Pauline Marois est prise entre deux feux après avoir ouvert la porte à une alliance avec Québec solidaire (QS).

Partisan d'un tel pacte, le député Bernard Drainville s'est empressé d'appuyer sa chef hier et d'inviter Gilles Duceppe à travailler avec elle à faire l'unité du mouvement souverainiste. Mais ses collègues Yves-François Blanchet et Sylvain Gaudreault croient que le PQ serait perdant en concluant une alliance avec QS.

Une collision est à prévoir sur ce sujet lors de la réunion du caucus des députés puis au conseil national du parti la semaine prochaine.

Au moment où l'ex-chef bloquiste Gilles Duceppe teste ses appuis pour prendre la tête du PQ, Bernard Drainville l'a invité à «faire sa part pour l'unité» du mouvement souverainiste. «Je pense que la meilleure façon pour M. Duceppe d'unir le camp souverainiste, c'est de venir nous rejoindre au Parti québécois, sous le leadership de Mme Marois», a-t-il affirmé lors d'un point de presse.

- **CONSIGNE**
Reproduisez mot pour mot l'intégralité du passage cité ci-dessus, consacré à Pauline Marois et à une alliance avec Québec solidaire. Le matériel ci-dessous n'a aucun rapport avec le passage cité.

- **SECTION DES DONNÉES**
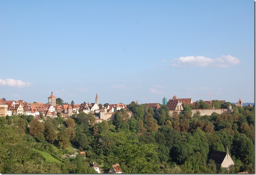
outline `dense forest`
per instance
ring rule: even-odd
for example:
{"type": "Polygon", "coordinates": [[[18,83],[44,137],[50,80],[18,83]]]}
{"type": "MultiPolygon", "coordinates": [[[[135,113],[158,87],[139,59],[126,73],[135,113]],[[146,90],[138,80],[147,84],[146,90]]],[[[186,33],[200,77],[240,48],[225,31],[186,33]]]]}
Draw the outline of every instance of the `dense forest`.
{"type": "Polygon", "coordinates": [[[229,104],[213,102],[209,106],[200,100],[170,116],[165,105],[154,111],[132,102],[127,111],[134,116],[122,109],[99,123],[84,113],[43,123],[32,116],[0,118],[0,173],[92,173],[95,162],[104,173],[119,163],[126,173],[254,173],[254,107],[232,104],[232,112],[192,116],[193,109],[229,104]],[[217,172],[210,156],[227,147],[234,165],[217,172]],[[74,154],[74,148],[85,157],[63,157],[74,154]]]}

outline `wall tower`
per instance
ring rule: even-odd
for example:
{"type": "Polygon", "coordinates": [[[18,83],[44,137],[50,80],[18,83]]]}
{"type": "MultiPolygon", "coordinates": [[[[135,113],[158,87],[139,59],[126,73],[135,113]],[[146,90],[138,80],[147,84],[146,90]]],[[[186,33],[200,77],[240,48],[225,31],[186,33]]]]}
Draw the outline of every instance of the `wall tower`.
{"type": "Polygon", "coordinates": [[[165,97],[163,99],[163,104],[166,105],[167,104],[167,99],[165,97]]]}
{"type": "Polygon", "coordinates": [[[238,106],[241,106],[242,108],[243,107],[243,102],[241,100],[241,99],[240,99],[240,98],[239,98],[239,101],[237,102],[237,104],[238,104],[238,106]]]}
{"type": "Polygon", "coordinates": [[[99,97],[98,96],[98,93],[96,95],[96,98],[95,98],[95,103],[96,103],[97,105],[99,105],[99,97]]]}
{"type": "Polygon", "coordinates": [[[48,103],[53,106],[56,106],[56,97],[53,94],[53,91],[52,94],[48,97],[48,103]]]}

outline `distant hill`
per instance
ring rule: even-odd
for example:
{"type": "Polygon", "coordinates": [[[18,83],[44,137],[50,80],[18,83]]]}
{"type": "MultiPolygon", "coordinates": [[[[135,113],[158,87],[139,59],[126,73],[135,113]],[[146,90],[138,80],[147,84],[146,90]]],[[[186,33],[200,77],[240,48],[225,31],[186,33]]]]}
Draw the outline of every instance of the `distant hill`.
{"type": "MultiPolygon", "coordinates": [[[[237,104],[237,102],[231,103],[232,104],[237,104]]],[[[248,106],[249,104],[251,104],[251,106],[254,106],[254,103],[243,103],[243,106],[248,106]]]]}

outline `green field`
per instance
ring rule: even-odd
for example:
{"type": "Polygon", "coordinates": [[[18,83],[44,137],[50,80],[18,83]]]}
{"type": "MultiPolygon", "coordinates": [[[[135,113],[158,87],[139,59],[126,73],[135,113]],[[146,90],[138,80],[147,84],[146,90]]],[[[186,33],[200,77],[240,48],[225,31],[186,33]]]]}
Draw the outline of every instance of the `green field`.
{"type": "Polygon", "coordinates": [[[61,163],[61,162],[57,159],[56,159],[54,157],[50,155],[50,154],[45,151],[41,151],[38,150],[37,149],[33,149],[33,150],[36,151],[38,153],[40,153],[45,159],[45,162],[49,163],[61,163]]]}

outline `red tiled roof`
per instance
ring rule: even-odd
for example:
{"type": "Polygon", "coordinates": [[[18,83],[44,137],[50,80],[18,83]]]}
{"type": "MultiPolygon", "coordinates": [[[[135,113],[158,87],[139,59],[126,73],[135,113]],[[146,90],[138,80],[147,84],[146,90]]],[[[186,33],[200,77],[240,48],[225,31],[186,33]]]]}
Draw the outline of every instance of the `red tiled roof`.
{"type": "Polygon", "coordinates": [[[161,107],[160,105],[158,103],[146,103],[146,104],[148,105],[149,108],[152,108],[153,109],[159,109],[161,107]]]}
{"type": "Polygon", "coordinates": [[[85,156],[85,152],[84,152],[84,151],[80,151],[80,154],[83,154],[83,155],[85,156]]]}
{"type": "Polygon", "coordinates": [[[221,164],[227,155],[225,152],[214,150],[211,156],[210,159],[213,160],[216,163],[221,164]]]}
{"type": "Polygon", "coordinates": [[[53,95],[53,94],[52,94],[51,95],[50,95],[48,97],[48,98],[56,98],[56,97],[55,97],[54,95],[53,95]]]}
{"type": "MultiPolygon", "coordinates": [[[[80,152],[80,154],[81,154],[81,152],[80,152]]],[[[99,166],[98,166],[98,165],[97,165],[96,163],[95,163],[94,162],[93,162],[92,164],[91,164],[91,167],[92,168],[98,168],[99,166]]]]}
{"type": "Polygon", "coordinates": [[[112,168],[114,169],[115,172],[116,173],[122,171],[120,165],[118,163],[112,166],[112,168]]]}
{"type": "Polygon", "coordinates": [[[191,104],[191,98],[178,99],[179,101],[181,102],[183,104],[191,104]]]}
{"type": "Polygon", "coordinates": [[[178,103],[179,102],[178,99],[170,99],[167,102],[167,106],[169,110],[175,110],[178,103]]]}

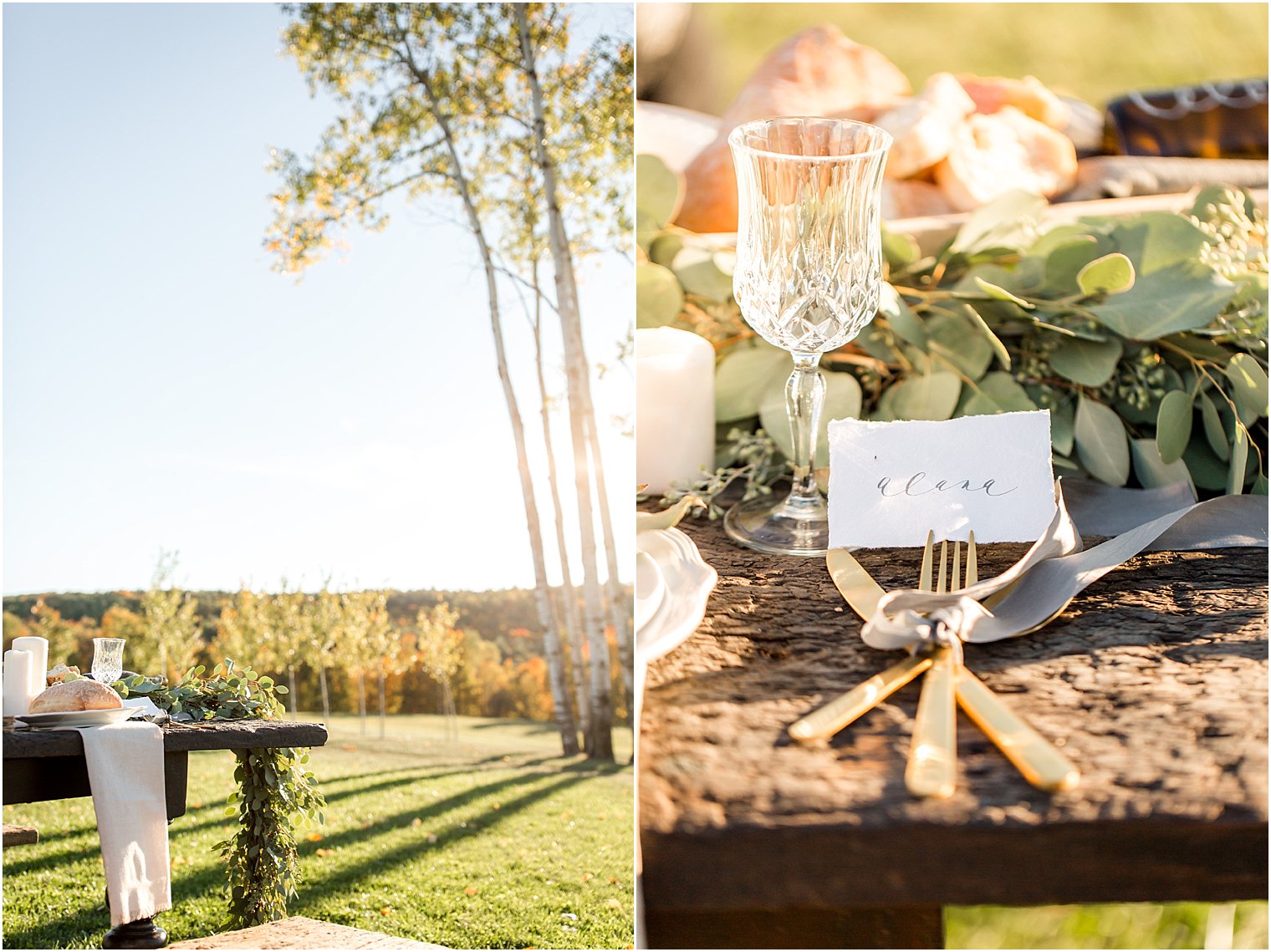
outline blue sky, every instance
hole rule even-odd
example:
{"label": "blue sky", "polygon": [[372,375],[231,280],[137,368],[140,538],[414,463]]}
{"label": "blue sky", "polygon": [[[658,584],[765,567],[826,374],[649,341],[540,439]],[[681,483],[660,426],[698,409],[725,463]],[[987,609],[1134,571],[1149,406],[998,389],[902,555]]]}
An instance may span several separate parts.
{"label": "blue sky", "polygon": [[[269,146],[305,153],[334,114],[281,55],[283,23],[254,4],[4,8],[6,594],[144,587],[160,549],[194,588],[533,585],[484,283],[449,210],[390,206],[300,283],[271,271]],[[581,278],[588,356],[611,364],[630,262]],[[632,397],[606,375],[602,426]],[[604,449],[629,577],[633,447]]]}

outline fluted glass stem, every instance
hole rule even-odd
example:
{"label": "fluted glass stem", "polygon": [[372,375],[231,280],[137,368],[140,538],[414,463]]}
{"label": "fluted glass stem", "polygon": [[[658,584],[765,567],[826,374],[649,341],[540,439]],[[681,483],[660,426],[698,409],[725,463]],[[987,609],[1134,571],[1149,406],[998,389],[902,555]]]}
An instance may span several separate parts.
{"label": "fluted glass stem", "polygon": [[821,427],[825,405],[825,376],[817,369],[820,353],[796,353],[794,372],[785,381],[785,409],[791,418],[794,446],[794,486],[785,503],[793,507],[821,507],[816,488],[816,435]]}

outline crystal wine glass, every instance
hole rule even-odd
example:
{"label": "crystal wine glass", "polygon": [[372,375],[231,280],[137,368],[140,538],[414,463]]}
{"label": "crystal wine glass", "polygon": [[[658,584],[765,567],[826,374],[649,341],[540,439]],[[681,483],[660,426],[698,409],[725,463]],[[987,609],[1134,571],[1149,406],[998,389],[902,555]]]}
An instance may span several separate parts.
{"label": "crystal wine glass", "polygon": [[93,680],[111,685],[123,674],[123,638],[93,639]]}
{"label": "crystal wine glass", "polygon": [[821,355],[869,323],[882,286],[882,169],[891,136],[863,122],[777,118],[728,135],[737,169],[733,296],[746,322],[789,351],[785,384],[794,484],[728,510],[724,529],[760,552],[824,555],[825,497],[813,460],[825,377]]}

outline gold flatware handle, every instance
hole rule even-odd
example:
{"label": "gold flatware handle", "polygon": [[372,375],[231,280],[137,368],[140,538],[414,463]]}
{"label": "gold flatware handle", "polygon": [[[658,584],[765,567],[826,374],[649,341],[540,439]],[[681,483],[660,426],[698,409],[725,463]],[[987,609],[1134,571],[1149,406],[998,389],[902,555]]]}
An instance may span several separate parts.
{"label": "gold flatware handle", "polygon": [[957,672],[956,691],[962,709],[1028,783],[1043,791],[1070,791],[1078,784],[1082,774],[1073,761],[965,667]]}
{"label": "gold flatware handle", "polygon": [[905,768],[905,787],[915,797],[948,797],[957,785],[956,667],[953,652],[937,648],[923,679]]}
{"label": "gold flatware handle", "polygon": [[825,554],[825,567],[830,569],[834,586],[852,610],[866,622],[873,618],[878,600],[887,592],[855,557],[846,549],[830,549]]}
{"label": "gold flatware handle", "polygon": [[911,656],[886,671],[862,681],[825,707],[801,717],[789,726],[789,735],[799,744],[833,737],[887,695],[913,681],[932,666],[929,655]]}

- **RÉPONSE ATTENDUE**
Pauline Marois est prise entre deux feux après avoir ouvert la porte à une alliance avec Québec solidaire (QS).

Partisan d'un tel pacte, le député Bernard Drainville s'est empressé d'appuyer sa chef hier et d'inviter Gilles Duceppe à travailler avec elle à faire l'unité du mouvement souverainiste. Mais ses collègues Yves-François Blanchet et Sylvain Gaudreault croient que le PQ serait perdant en concluant une alliance avec QS.

Une collision est à prévoir sur ce sujet lors de la réunion du caucus des députés puis au conseil national du parti la semaine prochaine.

Au moment où l'ex-chef bloquiste Gilles Duceppe teste ses appuis pour prendre la tête du PQ, Bernard Drainville l'a invité à «faire sa part pour l'unité» du mouvement souverainiste. «Je pense que la meilleure façon pour M. Duceppe d'unir le camp souverainiste, c'est de venir nous rejoindre au Parti québécois, sous le leadership de Mme Marois», a-t-il affirmé lors d'un point de presse.